• [Your instructions] All entries below are to be reproduced exactly.

Data items:
——————————
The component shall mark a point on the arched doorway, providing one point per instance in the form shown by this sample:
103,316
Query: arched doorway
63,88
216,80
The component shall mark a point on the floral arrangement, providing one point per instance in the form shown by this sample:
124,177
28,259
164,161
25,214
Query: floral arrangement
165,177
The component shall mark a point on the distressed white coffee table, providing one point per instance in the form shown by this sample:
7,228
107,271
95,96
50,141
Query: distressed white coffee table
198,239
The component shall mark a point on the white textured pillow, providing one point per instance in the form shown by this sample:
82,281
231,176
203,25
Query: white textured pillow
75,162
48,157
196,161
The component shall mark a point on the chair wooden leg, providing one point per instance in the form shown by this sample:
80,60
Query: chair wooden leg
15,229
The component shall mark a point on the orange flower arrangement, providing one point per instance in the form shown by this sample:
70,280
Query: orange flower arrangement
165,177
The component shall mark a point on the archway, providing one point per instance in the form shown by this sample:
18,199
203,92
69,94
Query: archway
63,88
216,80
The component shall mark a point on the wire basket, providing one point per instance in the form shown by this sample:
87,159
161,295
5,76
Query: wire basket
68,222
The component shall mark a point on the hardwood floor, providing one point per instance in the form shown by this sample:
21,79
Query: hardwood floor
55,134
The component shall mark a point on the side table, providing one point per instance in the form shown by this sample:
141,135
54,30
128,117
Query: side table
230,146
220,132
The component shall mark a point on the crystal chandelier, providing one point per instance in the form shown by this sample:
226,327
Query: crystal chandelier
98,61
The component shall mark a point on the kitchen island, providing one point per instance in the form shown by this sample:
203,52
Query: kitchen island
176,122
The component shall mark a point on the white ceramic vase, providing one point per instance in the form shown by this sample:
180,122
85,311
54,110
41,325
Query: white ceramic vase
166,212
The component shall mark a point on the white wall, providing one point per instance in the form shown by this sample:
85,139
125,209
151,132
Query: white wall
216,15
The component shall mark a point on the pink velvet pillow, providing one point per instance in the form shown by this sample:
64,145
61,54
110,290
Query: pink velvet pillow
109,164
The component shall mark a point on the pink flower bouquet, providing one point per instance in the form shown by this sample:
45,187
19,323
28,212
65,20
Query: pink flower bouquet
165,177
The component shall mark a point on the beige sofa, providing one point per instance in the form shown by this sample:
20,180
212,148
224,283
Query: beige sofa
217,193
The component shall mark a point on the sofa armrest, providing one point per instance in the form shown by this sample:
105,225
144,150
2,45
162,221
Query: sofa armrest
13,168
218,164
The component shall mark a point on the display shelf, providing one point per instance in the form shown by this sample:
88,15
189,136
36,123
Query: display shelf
——————————
• [Task result]
The component shall mark a point on the arched doorway, providing one point per instance in the form shown by this sample:
103,316
Query: arched doorway
63,88
216,80
The component shall mark a point on the floral arrangement, providing one point per instance in the form shown by this sample:
124,177
28,259
164,161
25,214
Query: floral arrangement
165,177
The component shall mark a point on the distressed white coffee table, providing one point per instance in the form shown by this sample:
7,228
107,271
95,96
50,141
Query: distressed white coffee table
198,239
The component shall mark a point on the white textured pillow, providing one point per instance in the form shown by this sample:
82,281
231,176
203,25
Query: white textured pillow
75,162
48,157
196,161
The component shall mark a point on the chair wooden leg, providing one point per instance in the form shown by this sample:
80,60
Query: chair wooden leg
15,229
The component shall mark a point on the orange flower arrangement, providing one point per instance in the form shown by this sample:
70,280
Query: orange flower arrangement
165,177
The component shall mark a point on the archway, providing one point per instance in the form shown by this sample:
18,199
203,92
69,94
Query: archway
63,88
216,80
The component shall mark a point on the wire basket, providing one point per instance in the form shown by this sample:
87,159
161,295
5,76
Query: wire basket
68,222
The component shall mark a point on the hardwood floor, providing one point per instance in the form shown by this sample:
21,79
Query: hardwood floor
55,134
The component shall mark a point on the side table, providing one point per instance in the form shown by this sample:
141,135
54,30
128,117
Query: side table
230,146
220,132
The component shall mark a point on the crystal chandelier, providing one point per instance in the form shown by this sample:
226,327
Query: crystal chandelier
98,61
The component shall mark a point on the kitchen island, providing one point per instance in the form shown by this sample:
203,52
Query: kitchen island
176,122
The component shall mark a point on the white ceramic vase, providing one point per instance in the form shown by this sample:
180,122
85,311
54,110
41,325
Query: white ceramic vase
166,212
The component shall mark a point on the white wall, providing one point per instance in the form shown by this sample:
85,139
125,209
151,132
Query: white wall
216,15
The component shall mark a point on the pink velvet pillow, providing one point per instance in the form shown by this sample:
64,145
61,54
110,290
Query: pink velvet pillow
109,164
The component shall mark a point on the pink flower bouquet, providing one point per instance in the form shown by this sample:
45,187
19,323
28,212
65,20
Query: pink flower bouquet
165,177
The component shall mark a point on the beige sofa, providing one point per instance in the form shown by this sample:
20,180
212,148
224,283
Query: beige sofa
217,193
The component shall mark a point on the sofa armrest, providing one point per instance in the form shown by this sample:
105,225
144,150
2,45
162,221
Query: sofa armrest
13,168
218,164
The component shall mark a point on the display shelf, providing one point per instance in the form shown by this sample:
88,15
189,136
36,123
Query: display shelf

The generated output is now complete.